::: Task input :::

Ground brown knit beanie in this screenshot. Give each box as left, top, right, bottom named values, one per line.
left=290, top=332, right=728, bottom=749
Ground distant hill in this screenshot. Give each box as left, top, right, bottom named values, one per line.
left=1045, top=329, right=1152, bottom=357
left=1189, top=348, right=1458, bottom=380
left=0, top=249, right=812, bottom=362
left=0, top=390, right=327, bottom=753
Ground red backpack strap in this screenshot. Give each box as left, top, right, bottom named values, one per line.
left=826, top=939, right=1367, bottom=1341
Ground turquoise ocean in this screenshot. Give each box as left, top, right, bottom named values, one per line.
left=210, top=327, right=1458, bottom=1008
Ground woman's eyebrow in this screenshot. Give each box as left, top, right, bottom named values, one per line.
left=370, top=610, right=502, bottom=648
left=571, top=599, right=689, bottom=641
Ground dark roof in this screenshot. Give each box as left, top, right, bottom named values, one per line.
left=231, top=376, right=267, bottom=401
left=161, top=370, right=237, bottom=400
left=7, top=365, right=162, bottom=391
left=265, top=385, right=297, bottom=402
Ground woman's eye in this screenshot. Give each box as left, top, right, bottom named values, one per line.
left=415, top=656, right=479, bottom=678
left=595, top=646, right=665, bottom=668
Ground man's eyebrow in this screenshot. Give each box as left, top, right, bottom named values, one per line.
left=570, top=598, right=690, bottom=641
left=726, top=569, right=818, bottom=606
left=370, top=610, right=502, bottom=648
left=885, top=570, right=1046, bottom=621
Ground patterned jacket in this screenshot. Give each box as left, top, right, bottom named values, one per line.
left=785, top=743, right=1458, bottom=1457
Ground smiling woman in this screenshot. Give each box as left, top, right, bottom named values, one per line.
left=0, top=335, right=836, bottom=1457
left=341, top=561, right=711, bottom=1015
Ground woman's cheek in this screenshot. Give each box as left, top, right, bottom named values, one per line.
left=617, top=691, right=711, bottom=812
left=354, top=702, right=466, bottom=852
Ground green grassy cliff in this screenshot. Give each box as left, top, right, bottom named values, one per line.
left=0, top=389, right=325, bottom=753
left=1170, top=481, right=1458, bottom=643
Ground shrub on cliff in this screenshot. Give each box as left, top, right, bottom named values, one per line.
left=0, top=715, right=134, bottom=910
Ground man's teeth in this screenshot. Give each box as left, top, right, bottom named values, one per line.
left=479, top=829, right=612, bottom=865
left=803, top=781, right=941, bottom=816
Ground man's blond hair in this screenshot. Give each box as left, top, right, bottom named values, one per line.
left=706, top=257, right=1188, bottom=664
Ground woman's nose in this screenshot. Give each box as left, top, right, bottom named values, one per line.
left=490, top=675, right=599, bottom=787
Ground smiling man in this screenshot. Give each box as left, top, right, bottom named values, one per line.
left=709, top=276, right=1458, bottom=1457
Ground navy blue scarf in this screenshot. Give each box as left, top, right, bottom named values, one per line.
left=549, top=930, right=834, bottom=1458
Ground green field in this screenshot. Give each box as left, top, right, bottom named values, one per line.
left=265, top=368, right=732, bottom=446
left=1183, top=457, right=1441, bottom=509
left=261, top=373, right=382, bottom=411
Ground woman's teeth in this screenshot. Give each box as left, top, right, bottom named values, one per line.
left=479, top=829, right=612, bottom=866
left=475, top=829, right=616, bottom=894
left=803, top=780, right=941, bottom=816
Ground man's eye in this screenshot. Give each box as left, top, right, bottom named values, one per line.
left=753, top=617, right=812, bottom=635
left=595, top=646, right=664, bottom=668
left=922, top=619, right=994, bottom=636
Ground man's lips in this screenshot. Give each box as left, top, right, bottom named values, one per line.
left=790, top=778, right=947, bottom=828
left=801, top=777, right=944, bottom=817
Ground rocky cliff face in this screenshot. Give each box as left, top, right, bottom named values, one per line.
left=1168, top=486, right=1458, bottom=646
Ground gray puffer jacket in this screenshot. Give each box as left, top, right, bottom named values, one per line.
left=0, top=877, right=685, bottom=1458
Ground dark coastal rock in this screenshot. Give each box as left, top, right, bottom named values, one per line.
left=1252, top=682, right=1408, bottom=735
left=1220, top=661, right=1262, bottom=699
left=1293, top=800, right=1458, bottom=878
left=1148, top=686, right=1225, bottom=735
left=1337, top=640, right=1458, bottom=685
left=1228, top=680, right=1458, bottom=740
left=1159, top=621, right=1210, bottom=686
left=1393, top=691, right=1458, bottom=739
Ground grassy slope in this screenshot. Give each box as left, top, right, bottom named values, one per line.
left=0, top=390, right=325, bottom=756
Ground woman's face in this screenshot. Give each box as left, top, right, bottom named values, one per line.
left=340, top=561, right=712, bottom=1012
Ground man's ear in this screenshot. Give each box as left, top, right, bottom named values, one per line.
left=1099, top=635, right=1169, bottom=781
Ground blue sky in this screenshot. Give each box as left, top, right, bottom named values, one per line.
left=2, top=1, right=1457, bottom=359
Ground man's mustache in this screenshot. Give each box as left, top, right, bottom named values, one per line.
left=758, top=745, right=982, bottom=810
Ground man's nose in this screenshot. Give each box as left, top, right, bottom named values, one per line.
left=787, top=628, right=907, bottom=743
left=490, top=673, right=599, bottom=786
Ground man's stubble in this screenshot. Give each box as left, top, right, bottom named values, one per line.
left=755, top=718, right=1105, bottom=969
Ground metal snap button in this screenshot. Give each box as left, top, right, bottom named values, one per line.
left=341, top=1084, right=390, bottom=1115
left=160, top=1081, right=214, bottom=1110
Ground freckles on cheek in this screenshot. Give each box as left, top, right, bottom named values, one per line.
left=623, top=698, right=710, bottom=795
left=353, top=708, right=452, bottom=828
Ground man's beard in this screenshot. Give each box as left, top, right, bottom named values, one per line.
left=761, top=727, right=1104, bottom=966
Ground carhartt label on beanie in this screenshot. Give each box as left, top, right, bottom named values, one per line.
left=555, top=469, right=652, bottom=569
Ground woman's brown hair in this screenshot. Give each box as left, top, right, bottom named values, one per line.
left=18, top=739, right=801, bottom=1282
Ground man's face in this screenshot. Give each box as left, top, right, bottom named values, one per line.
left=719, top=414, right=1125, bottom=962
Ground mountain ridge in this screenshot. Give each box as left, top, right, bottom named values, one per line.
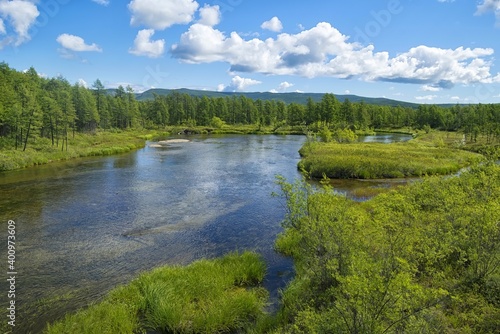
left=131, top=88, right=424, bottom=108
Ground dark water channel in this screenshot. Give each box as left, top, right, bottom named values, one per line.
left=0, top=133, right=411, bottom=333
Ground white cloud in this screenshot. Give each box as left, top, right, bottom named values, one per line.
left=171, top=21, right=500, bottom=88
left=92, top=0, right=110, bottom=5
left=415, top=95, right=438, bottom=101
left=0, top=0, right=39, bottom=46
left=278, top=81, right=294, bottom=92
left=421, top=85, right=442, bottom=92
left=78, top=78, right=88, bottom=88
left=218, top=76, right=262, bottom=92
left=345, top=90, right=351, bottom=94
left=0, top=18, right=5, bottom=35
left=261, top=16, right=283, bottom=32
left=128, top=0, right=199, bottom=30
left=198, top=4, right=220, bottom=26
left=475, top=0, right=500, bottom=26
left=57, top=34, right=102, bottom=52
left=451, top=96, right=461, bottom=100
left=129, top=29, right=165, bottom=58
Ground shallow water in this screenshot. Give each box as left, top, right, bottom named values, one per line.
left=0, top=133, right=412, bottom=333
left=0, top=135, right=307, bottom=332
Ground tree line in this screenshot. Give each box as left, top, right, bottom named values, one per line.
left=1, top=63, right=500, bottom=150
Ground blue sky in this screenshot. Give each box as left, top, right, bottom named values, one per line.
left=1, top=0, right=500, bottom=104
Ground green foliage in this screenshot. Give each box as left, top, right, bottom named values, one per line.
left=45, top=252, right=268, bottom=334
left=332, top=128, right=358, bottom=143
left=298, top=140, right=484, bottom=179
left=318, top=125, right=332, bottom=142
left=210, top=116, right=226, bottom=129
left=273, top=164, right=500, bottom=333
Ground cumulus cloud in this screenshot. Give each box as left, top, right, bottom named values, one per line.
left=217, top=76, right=262, bottom=92
left=0, top=19, right=5, bottom=35
left=57, top=33, right=102, bottom=52
left=129, top=29, right=165, bottom=58
left=198, top=4, right=220, bottom=26
left=475, top=0, right=500, bottom=26
left=0, top=0, right=39, bottom=47
left=278, top=81, right=294, bottom=91
left=92, top=0, right=110, bottom=5
left=171, top=21, right=500, bottom=88
left=261, top=16, right=283, bottom=32
left=421, top=85, right=442, bottom=92
left=78, top=78, right=89, bottom=88
left=128, top=0, right=199, bottom=30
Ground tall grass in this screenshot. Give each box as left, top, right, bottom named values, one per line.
left=299, top=140, right=484, bottom=179
left=44, top=251, right=268, bottom=334
left=0, top=130, right=154, bottom=171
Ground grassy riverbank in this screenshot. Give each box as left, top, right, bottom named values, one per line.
left=45, top=252, right=268, bottom=334
left=298, top=131, right=485, bottom=179
left=0, top=130, right=171, bottom=172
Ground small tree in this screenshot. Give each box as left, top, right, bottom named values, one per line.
left=333, top=128, right=358, bottom=143
left=318, top=125, right=332, bottom=142
left=210, top=116, right=225, bottom=129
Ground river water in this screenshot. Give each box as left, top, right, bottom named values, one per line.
left=0, top=133, right=411, bottom=333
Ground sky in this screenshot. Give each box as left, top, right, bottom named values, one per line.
left=1, top=0, right=500, bottom=104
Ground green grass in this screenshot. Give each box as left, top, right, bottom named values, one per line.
left=44, top=251, right=268, bottom=334
left=0, top=130, right=166, bottom=172
left=298, top=137, right=484, bottom=179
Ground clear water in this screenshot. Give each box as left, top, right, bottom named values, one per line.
left=0, top=133, right=412, bottom=333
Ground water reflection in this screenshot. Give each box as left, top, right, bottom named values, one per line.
left=0, top=135, right=305, bottom=333
left=0, top=133, right=413, bottom=332
left=359, top=132, right=413, bottom=143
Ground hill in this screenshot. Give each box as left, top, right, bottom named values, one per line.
left=133, top=88, right=421, bottom=108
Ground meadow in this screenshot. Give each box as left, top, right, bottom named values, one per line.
left=298, top=132, right=485, bottom=179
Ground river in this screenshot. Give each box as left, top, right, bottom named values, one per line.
left=0, top=133, right=411, bottom=333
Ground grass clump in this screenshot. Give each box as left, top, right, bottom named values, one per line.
left=298, top=139, right=484, bottom=179
left=44, top=251, right=268, bottom=334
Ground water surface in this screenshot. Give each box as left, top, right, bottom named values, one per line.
left=0, top=133, right=412, bottom=332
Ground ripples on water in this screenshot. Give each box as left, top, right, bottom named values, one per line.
left=0, top=133, right=412, bottom=333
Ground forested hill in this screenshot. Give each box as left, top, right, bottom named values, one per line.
left=133, top=88, right=421, bottom=108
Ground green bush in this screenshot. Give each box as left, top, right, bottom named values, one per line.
left=272, top=164, right=500, bottom=333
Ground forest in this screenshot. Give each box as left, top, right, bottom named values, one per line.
left=1, top=63, right=500, bottom=153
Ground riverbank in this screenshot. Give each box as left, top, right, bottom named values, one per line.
left=44, top=252, right=269, bottom=333
left=0, top=130, right=172, bottom=172
left=298, top=131, right=488, bottom=179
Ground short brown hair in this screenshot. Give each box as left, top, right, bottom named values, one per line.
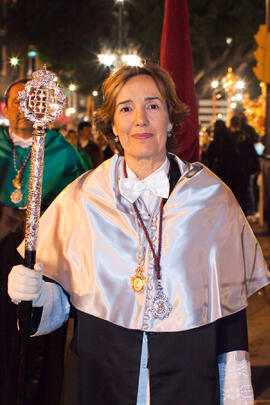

:::

:: Brief ::
All lines between the one that contains "Ground forested hill" and the end of the records above, both included, are to be returned exactly as they stand, except for pictures, which are omitted.

:: Completed exercise ::
Ground forested hill in this screenshot. Give each box as left, top, right, bottom named values, one per line.
left=133, top=88, right=421, bottom=108
Ground green bush in this screenshot. Give each box as left, top, right, bottom named values, one per line.
left=272, top=164, right=500, bottom=333
Ground forest in this screenshot. Give each box as left, top, right, bottom named values, one per line.
left=1, top=63, right=500, bottom=153
Ground riverbank in this screenshot. Give each box as left, top, right, bottom named values, one per line.
left=44, top=252, right=269, bottom=333
left=0, top=130, right=172, bottom=172
left=298, top=131, right=488, bottom=179
Ground short brown hair in this screenshot. Give each box as left, top, right, bottom named values, one per line.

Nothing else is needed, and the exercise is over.